Carry on the review of chef and restaurant cookbooks below, starting right after its last sentence.

>> START TEXT

Actually, they've been around for many years, but never in such
proliferation. They are automatic sellers, since the book can be
flogged at the restaurant and since the chef ends up being a celebrity
somewhere, doing guest cooking or catering or even turning up on the
Food Network. Most of these books will certainly appeal to fans of the
chef and/or the restaurant. Many of the recipes in these books actually
come off the menus of the restaurants involved. Occasionally, there
will be, in these books, special notes or preps, or recipes for items
no longer on the menu. Stories or anecdotes will be related to the
history of a dish. But because most of these books are American, they
use only US volume measurements for the ingredients; sometimes there is
a table of metric equivalents, but more often there is not. I'll try to
point this out. The usual schtick is "favourite recipes made easy for
everyday cooks". There is also PR copy on "demystifying ethnic
ingredients". PR bumpf also includes much use of the magic phrase
"mouth-watering recipes" as if that is what it takes to sell such a
book. I keep hearing from readers, users, and other food writers that
some restaurant recipes (not necessarily from these books) don't seem
to work, but how could that be? They all claim to be kitchen tested for
the home, and many books identify the food researcher by name. Most
books are loaded with tips, techniques, and advice, as well as
gregarious stories about life in the restaurant world. Photos abound,
usually of the chef bounding about. But of course there are a lot of
food shots, verging on gastroporn. The endorsements are from other
celebrities in a magnificent case of logrolling. If resources are
cited, they are usually American mail order firms, with websites. Some
companies, though, will ship around the world, so don't ignore them
altogether. Here's a rundown on the latest crop of such books -
15. DISH ENTERTAINS; everyday simple to special occasions 
(HarperCollins, 2007, 247 pages, ISBN 978-0-00-200772-6, $44.95 hard 
covers) is by Trish Magwood, owner of dish cooking school and Food 
Network chef. It comes with an endorsement by Linda Haynes, cofounder 
of ACE Bakery.

>> END TEXT
>> START RECORDS SHOWN

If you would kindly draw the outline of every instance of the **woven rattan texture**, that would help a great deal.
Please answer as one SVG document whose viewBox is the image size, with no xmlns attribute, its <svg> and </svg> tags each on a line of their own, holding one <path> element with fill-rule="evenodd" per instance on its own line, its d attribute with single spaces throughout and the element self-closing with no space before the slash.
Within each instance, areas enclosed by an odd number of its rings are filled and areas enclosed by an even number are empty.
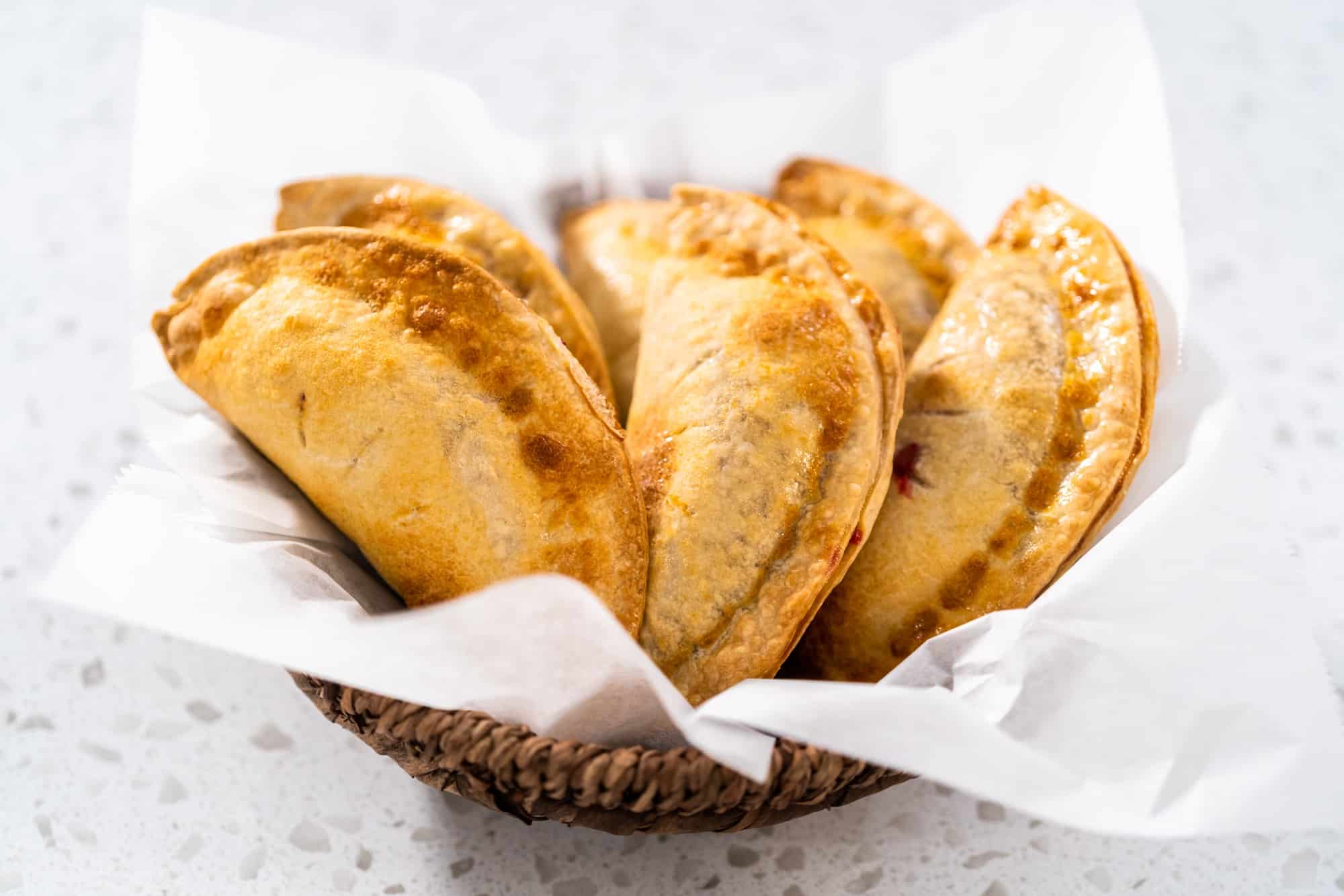
<svg viewBox="0 0 1344 896">
<path fill-rule="evenodd" d="M 293 678 L 327 718 L 413 778 L 524 822 L 613 834 L 742 830 L 843 806 L 909 779 L 780 740 L 770 778 L 757 784 L 692 748 L 554 740 L 485 713 L 426 709 L 298 673 Z"/>
</svg>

>> END RECORDS SHOWN

[FINAL RESULT]
This is basic stylish entertaining, with no sit down dinners. There are 
two categories - everyday simple weekday, and special occasions. The 
emphasis here is a collection of passarounds or buffets. She has a 
tapas and cocktail party (with guidelines for quantities) and a family-
style dinner gathering from serving platters. She passes along many 
caterer's tips and tricks, as well as time saving techniques. The range 
is from appetizers to desserts, and many preps have been on her "Party 
Dish" TV show. The 115 recipes call for special equipment that you may 
not need to use otherwise, but if you are in the catering game, then 
they are essential. Her dishes include balsamic pesto chicken, mocha 
tortoni mousse, smoked trout and avocado, and soup shooters. But one of 
her photos of pancetta looks suspiciously like prosciutto, and there is 
a consistent misspelling of "hors d'oeuvre" - it's not pluralized. But 
there are both Imperial and metric measurements used in the ingredients 
listings, a plus. Her website is www.dishcookingstudio.com which has 
Magwood's schedule and a bevy of other recipes. Quality/Price Rating: 
87.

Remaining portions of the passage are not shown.